Geht es nach Mercedes-Benz, ist damit bald Schluss. Schon das 2021 lancierte E-Flaggschiff EQS bringt es dank optimierter Technik und Aerodynamik auf über 700 Kilometer. Mit dem aktuell auf der Consumer Electronics Show CES in Las Vegas gezeigten Forschungsfahrzeug Vision EQXX gehen die Stuttgarter aber noch einen Schritt weiter und sprechen vom «effizientesten Auto der Welt». Seine Batterie soll so kompakt gebaut sein, dass sie theoretisch in einen Kleinwagen passt, und der Aktionsradius des insgesamt nur 1750 Kilo schweren, 150 kW leistenden Stromers über 1000 Kilometer betragen, was einem Verbrauchswert von unter 10 kWh pro 100 Kilometer entspricht. Zur Illustration: Dieselbe Strommenge reicht einem Wäschetrockner für drei Stunden, einem Bügeleisen für fünf Stunden und der konventionellen Flutlichtanlage eines grossen Sportstadions für drei Minuten Betrieb.

• [WAS ZU TUN IST] Gib bitte alles im Auszug über den Vision EQXX von „Geht es nach“ bis hinunter zu „drei Minuten Betrieb.“ wieder und benenne dabei „Bügeleisen“ in „Föhn“ um. Für die Aufgabe spielen die folgenden Zeilen keine Rolle.

Einige Zeilen
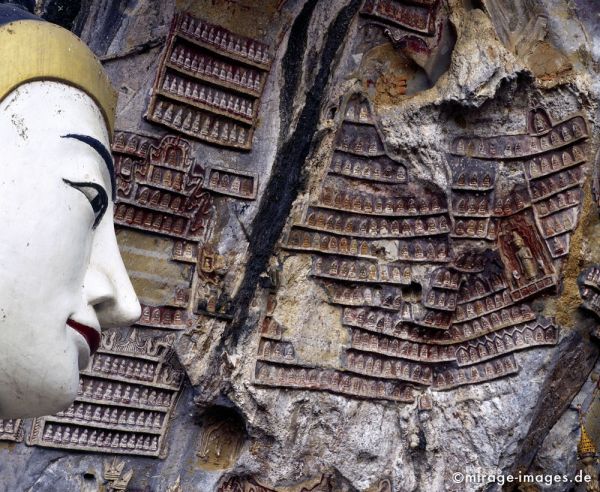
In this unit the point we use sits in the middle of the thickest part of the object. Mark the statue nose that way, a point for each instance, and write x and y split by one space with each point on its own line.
107 285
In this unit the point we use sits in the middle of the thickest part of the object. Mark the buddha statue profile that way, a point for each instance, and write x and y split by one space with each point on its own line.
62 274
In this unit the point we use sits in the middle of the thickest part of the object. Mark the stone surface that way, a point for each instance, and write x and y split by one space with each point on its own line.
449 72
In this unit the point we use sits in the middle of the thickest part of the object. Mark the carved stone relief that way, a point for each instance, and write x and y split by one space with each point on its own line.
477 252
125 401
160 187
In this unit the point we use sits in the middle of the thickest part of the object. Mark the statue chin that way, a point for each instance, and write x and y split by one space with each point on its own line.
62 274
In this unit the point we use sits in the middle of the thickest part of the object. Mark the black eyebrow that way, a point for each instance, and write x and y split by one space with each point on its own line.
104 153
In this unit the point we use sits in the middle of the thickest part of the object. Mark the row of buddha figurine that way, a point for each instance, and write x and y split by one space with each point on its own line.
516 201
504 341
453 377
10 426
327 243
363 296
592 276
165 177
359 111
473 180
556 161
487 323
477 287
214 69
220 180
371 365
154 221
161 199
364 145
214 98
485 305
470 206
363 271
473 228
522 145
334 381
124 393
276 350
407 15
394 347
369 169
161 316
393 325
340 223
224 40
368 203
106 440
200 124
123 417
591 299
555 183
560 201
124 367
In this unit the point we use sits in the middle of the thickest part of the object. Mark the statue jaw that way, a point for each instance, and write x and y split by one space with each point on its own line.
62 274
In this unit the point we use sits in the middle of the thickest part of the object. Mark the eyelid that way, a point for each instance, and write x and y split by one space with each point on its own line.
100 201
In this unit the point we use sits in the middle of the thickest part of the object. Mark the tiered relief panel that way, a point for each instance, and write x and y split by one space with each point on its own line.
552 157
209 84
230 182
478 252
11 430
160 187
125 400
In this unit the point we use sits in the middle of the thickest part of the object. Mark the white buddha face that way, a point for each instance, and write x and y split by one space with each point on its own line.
61 274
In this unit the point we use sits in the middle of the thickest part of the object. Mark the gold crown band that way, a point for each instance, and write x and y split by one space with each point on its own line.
32 50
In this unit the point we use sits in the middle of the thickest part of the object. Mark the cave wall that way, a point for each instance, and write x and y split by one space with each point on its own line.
363 235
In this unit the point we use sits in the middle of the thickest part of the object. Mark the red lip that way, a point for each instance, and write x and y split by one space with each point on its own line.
92 337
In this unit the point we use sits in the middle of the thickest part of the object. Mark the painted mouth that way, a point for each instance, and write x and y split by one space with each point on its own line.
91 335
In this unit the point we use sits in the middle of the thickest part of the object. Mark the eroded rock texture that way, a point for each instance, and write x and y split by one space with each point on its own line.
364 237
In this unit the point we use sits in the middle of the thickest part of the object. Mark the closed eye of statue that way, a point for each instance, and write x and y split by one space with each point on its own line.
95 194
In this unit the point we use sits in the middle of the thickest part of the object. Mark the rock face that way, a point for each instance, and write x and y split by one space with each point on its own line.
363 234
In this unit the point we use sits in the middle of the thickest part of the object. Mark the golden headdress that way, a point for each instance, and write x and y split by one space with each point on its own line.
32 49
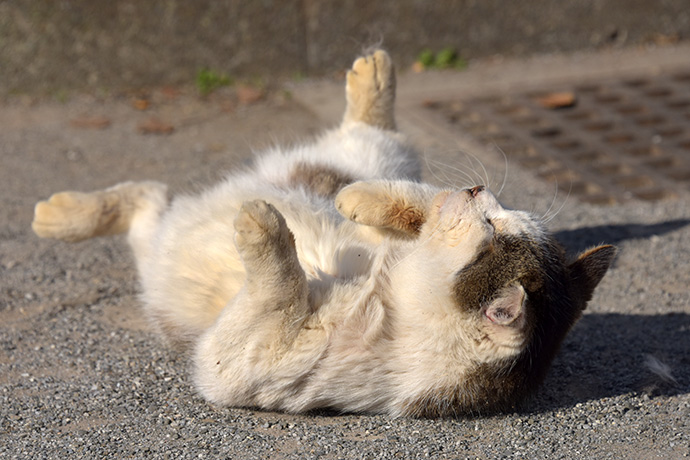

• [FERTIGE ANTWORT]
Geht es nach Mercedes-Benz, ist damit bald Schluss. Schon das 2021 lancierte E-Flaggschiff EQS bringt es dank optimierter Technik und Aerodynamik auf über 700 Kilometer. Mit dem aktuell auf der Consumer Electronics Show CES in Las Vegas gezeigten Forschungsfahrzeug Vision EQXX gehen die Stuttgarter aber noch einen Schritt weiter und sprechen vom «effizientesten Auto der Welt». Seine Batterie soll so kompakt gebaut sein, dass sie theoretisch in einen Kleinwagen passt, und der Aktionsradius des insgesamt nur 1750 Kilo schweren, 150 kW leistenden Stromers über 1000 Kilometer betragen, was einem Verbrauchswert von unter 10 kWh pro 100 Kilometer entspricht. Zur Illustration: Dieselbe Strommenge reicht einem Wäschetrockner für drei Stunden, einem Föhn für fünf Stunden und der konventionellen Flutlichtanlage eines grossen Sportstadions für drei Minuten Betrieb.